_Task_.
Please continue the article on shoppers and too much choice, starting right after its final sentence.

_Source passage_.
•••
Brands Beware: More is Not More

By Emmanuel Probst and Jeremy A. Tucker

Triple, venti, soy, non-foam latte anyone? Or perhaps any of the hundreds of drink combinations available at your local Starbucks? On-menu or off-menu, the pursuit of customer satisfaction means if you want it, they’ll usually find a way to make it. If you find this overwhelming, your local market has surely figured out the trouble with choice in their finely curated aisles, right? Nope. The average supermarket has 35,372 different products. Of which the average consumer purchases a whopping 260. The entire year. (1) And if like most evolving consumers that find the real world just too overwhelming, think twice about seeking refuge in the freedoms of simplicity in online shopping: a search for ‘Popcorn’ on returns over 800 results.

In 2004, psychologist Barry Schwartz described this phenomenon as the paradox of choice, arguing that having too many options is detrimental to our psychological and emotional well-being (2). We just don’t know what to do with all that input and freedom. Schwartz’s theory is even more relevant now than it was 13 years ago as options to buy, and where and how to buy them, have skyrocketed. Overwhelmed with choice, shoppers buy only 260 different items per year on average, out of 35,372 available; that’s less than 1%. On a quarterly basis, they purchase just 0.23% of those available (3). And when they can’t decide on what to buy, some people end up walking away empty-handed, a trend online retailers (with guidance from their therapists we presume) call ‘cart abandonment’.

But fear not modern brands, data, and a profound paradigm shift, can help.
•••
Referring expression pointing data:
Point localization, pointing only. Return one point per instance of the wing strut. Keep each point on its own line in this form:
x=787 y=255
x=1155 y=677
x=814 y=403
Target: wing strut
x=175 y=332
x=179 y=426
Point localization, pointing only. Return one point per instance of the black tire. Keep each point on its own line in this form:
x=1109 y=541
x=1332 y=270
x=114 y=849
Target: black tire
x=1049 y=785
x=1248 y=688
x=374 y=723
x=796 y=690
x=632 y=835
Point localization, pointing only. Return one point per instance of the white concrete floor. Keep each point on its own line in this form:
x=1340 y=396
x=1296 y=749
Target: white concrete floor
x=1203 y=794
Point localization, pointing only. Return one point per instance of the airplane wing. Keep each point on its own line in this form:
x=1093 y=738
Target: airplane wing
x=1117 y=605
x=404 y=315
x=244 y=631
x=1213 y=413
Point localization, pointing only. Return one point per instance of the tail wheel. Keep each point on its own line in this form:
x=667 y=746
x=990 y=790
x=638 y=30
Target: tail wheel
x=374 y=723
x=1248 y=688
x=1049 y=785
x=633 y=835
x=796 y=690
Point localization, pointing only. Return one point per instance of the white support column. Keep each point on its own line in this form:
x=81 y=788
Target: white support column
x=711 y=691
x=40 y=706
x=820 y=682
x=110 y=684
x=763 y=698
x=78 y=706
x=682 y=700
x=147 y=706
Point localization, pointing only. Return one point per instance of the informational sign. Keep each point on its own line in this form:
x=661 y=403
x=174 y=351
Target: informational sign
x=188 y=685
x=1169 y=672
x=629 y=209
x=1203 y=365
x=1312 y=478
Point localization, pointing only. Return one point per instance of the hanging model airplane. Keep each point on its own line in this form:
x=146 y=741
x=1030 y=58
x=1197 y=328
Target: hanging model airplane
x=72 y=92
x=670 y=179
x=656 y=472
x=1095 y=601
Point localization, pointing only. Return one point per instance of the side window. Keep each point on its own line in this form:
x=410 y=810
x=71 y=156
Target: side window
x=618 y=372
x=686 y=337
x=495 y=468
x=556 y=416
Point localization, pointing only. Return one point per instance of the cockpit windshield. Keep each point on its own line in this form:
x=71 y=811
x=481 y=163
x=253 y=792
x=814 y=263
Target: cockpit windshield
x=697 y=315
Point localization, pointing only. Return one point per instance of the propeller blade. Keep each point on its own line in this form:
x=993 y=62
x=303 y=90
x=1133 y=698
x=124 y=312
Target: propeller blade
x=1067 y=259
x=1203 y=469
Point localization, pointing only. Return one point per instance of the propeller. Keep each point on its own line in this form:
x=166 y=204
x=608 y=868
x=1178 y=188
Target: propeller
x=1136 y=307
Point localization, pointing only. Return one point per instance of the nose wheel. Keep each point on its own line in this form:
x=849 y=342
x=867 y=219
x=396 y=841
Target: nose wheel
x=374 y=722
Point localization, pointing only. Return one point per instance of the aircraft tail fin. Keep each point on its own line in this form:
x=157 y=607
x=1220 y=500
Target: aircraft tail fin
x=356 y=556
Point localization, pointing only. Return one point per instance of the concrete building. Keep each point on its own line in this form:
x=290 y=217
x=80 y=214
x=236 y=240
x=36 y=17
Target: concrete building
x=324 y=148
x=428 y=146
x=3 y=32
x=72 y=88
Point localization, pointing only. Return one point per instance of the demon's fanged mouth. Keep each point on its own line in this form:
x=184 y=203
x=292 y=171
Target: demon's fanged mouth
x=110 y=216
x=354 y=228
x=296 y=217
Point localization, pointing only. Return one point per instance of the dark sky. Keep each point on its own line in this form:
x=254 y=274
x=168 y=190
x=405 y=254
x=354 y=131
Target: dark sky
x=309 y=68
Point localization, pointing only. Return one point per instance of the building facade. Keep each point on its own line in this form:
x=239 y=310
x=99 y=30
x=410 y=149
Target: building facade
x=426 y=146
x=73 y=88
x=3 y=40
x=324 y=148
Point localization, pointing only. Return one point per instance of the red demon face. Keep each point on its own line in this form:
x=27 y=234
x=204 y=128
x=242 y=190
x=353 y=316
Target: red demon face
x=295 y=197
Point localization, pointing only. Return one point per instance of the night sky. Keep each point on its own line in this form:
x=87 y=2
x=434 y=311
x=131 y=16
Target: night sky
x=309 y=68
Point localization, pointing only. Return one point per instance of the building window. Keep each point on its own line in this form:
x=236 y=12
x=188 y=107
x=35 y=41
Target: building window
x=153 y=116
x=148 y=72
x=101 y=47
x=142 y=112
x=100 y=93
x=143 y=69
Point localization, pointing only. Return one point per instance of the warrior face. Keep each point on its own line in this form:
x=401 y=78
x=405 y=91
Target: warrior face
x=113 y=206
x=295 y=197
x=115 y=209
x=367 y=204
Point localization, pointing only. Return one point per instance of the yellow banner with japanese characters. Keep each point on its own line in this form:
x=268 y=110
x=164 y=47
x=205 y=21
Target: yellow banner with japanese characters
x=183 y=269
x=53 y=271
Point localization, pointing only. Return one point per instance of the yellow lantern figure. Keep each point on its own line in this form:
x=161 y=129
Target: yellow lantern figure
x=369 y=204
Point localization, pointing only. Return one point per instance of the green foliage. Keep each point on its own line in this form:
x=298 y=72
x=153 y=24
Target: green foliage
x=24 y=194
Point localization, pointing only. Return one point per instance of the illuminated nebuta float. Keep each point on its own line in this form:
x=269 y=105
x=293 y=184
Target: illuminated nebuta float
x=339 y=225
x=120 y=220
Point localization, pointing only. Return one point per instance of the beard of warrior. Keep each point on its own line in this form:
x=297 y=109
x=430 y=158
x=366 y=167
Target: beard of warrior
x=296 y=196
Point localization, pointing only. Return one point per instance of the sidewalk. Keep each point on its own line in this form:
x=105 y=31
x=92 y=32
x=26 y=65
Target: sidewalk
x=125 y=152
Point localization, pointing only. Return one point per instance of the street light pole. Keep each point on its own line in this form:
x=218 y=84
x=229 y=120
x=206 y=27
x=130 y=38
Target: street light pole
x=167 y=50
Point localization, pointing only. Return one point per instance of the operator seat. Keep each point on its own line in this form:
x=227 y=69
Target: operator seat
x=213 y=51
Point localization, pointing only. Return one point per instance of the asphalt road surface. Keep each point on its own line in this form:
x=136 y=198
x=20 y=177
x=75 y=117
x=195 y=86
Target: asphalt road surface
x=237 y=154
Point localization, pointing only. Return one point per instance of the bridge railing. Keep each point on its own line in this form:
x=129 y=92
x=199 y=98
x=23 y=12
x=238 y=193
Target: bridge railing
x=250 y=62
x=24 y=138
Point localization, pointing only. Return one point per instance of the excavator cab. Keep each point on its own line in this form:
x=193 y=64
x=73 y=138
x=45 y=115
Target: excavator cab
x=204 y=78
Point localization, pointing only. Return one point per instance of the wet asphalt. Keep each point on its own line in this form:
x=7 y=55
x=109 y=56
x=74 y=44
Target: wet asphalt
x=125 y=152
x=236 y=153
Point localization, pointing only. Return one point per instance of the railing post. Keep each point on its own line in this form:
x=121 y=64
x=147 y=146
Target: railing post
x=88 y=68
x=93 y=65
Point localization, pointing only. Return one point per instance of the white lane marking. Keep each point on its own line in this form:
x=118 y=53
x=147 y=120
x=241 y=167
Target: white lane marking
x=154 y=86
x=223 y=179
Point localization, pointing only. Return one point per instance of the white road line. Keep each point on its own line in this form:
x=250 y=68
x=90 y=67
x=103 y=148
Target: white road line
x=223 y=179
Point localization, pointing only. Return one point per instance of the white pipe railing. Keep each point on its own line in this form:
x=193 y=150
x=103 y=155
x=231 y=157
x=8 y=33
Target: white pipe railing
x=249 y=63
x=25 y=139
•••
_Task result_.
The modern consumers’ life has been improving drastically, thanks to the expansion of advanced marketing analytics such as big data, predictive modeling and programmatic advertising. These approaches allow marketers to target their audiences based on life stages, needs states and interests. People will increasingly be exposed to products that are relevant to them at a particularly relevant point in time.

For example, if Tom bought moving supplies last month, it is fair to assume he will need furniture for his new home next month. Based on his life stage, he will more likely buy a convertible sofa bed if he is starting college, a sectional couch if he has a family or a recliner if he suffers from back pain. Tom doesn’t care about all furniture options at the supermarket, he cares expressly about what he cares about, when he cares about it. At max, he cares about 3 to 5 furniture options, not 300 to 500.

Which means marketers in the next era of seeking eyeballs and billfolds don’t need to harass their respective targets with so many different options like we had to do before data helped us focus the pitch. We may still have a vast variety of product on the warehouse shelves, but consumers don’t need to see them all to find what they want anymore. Or rather, what we the modern brand wants them to find.

“As apps like Snapchat, WeChat and WhatsApp show, we are quickly moving toward a reality in which everything happens in real time. From communication to coordination to purchase, marketers will need to react with the pace of consumers (think “right time, right message, right place” on steroids).” (4)

Big consumer-savvy brands figured this out at the very first glimpse of advanced analytics. Ever wonder why you may see a specific ad in your Facebook feed for a specific chair on a specific day? Hint: It’s not random. It’s not something everyone sees. It’s an ad served just for you, because guess what, Ikea knows what you want when you want it, and is just trying to throw you a bone.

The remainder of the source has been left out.